[Selected extract]
Thursday, January 26, 2006

More Morsels of Truth from ESF Winter Conference

I really enjoyed the conference on church growth at Dryden. It was not your typical Willow Creek or Saddleback church growth conference either! It was guys who are doing ministry in real life small churches throughout NY state. Real ministries of less than 200 members in communities of less than 2000. (Dave Whiting excepted -- Rochester). Each man said it in his own way, but each put a disclaimer on their messages -- "I am not an expert". While I appreciate their humility and sense of perspective, their caveats leave me wondering who will be the model? Who will set the standard or blaze a trail of excellence and say "Thus far hath God brought me -- By His grace I stand". I want to have lots of great men who are serving well surrounding me as a great cloud of witnesses. (ala Hebrews 12:1)

I have tried to boil these seven sessions (each with a man of God who clearly shared his passion in the areas of church growth and health) down to a couple of great thoughts that impacted me or that I want to try and improve in my ministry. What a tough job. But here is the second installment of that attempt:

1. The danger in church growth seminars is that we try to apply someone else’s techniques to our situation. Our standard for leadership is that of Christ. The good Shepherd gives his life for the sheep. (not His death on the cross, his daily sacrifice for the good of the disciples) *Even to the point of suffering wrongly. [Paul P]

2. Our contentment must be found in investing your self into someone else. A church exists to build people in Christ. If we strive for bigger/better we are chasing a fleeting dream. It will never big enough or good enough.

3. We may have slipped into “acceptable modes of fleshliness”. Is my sacrifice to be [accepted, noticed, thanked, successful, an authority]? Or is my personal sacrifice to be of service to God? [Paul P]

4. Get rid of fear -- there is no place for it in our ministry! We are not going to do it perfectly, so don't let perfectionistic tendencies stymy action! [Paul P]

5. Have they (the people in the church, YG, SS class, etc.) seen an attitude of self-sacrifice in me? Have I modeled Christ before my flock? Or have I embellished my sacrifice for personal gain (ala Annanias and Sapphira)? The best sacrifice is modeled after the perfect love of 1 Corinthians 13. If I sacrifice my body, but have not love I am like a clanging cymbal! Romans 12:1-2 says that I am committed to sacrifice! [Paul P]

6. We must avoid falling into the trap of giving up on preaching. There are five reasons why we need a healthy diet of expositional preaching in our churches:
a) preaching Scriptures leads people to salvation [1 Timothy 3:15];
b) preaching Scriptures leads people to maturity [3:16-17];
c) God has commanded us to preach! [4:1-2];
d) the Scriptures are a supernatural book [Hebrew 4:12];
e) the Scriptures are exalted by God [Psalm 138:2] [Dave W]

7. Preach truth not preference; do not blur the lines. [Dave W]

8. Being boring is not just sad – it’s sinful. [Dave W]
By the way, Dave was not boring! He mastered the use of Powerpoint in sermon presentation. He did a cool thing with the Scriptures too. He used white letters to singnify the parts that he would read and included phrases of emphasis in yellow for the congregation to read in unison. It worked really well.

[Data extracts]
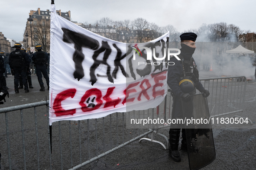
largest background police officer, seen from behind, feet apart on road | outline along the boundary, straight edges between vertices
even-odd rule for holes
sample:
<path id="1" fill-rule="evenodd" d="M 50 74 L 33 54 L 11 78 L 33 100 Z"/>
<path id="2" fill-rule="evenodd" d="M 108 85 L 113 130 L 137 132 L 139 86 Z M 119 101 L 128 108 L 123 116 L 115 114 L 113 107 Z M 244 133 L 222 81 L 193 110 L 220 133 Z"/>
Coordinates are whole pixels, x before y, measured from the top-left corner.
<path id="1" fill-rule="evenodd" d="M 20 50 L 22 45 L 15 43 L 12 48 L 16 50 L 12 51 L 9 56 L 10 68 L 14 71 L 14 90 L 15 93 L 19 93 L 19 75 L 22 77 L 25 93 L 29 93 L 28 82 L 26 78 L 26 66 L 31 62 L 31 58 L 25 51 Z"/>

[About this task]
In the conference post, what did Dave use white letters to signify on his Scripture slides? Answer only from the conference post.

[Reply to the task]
They marked the parts of the Scriptures that he would read.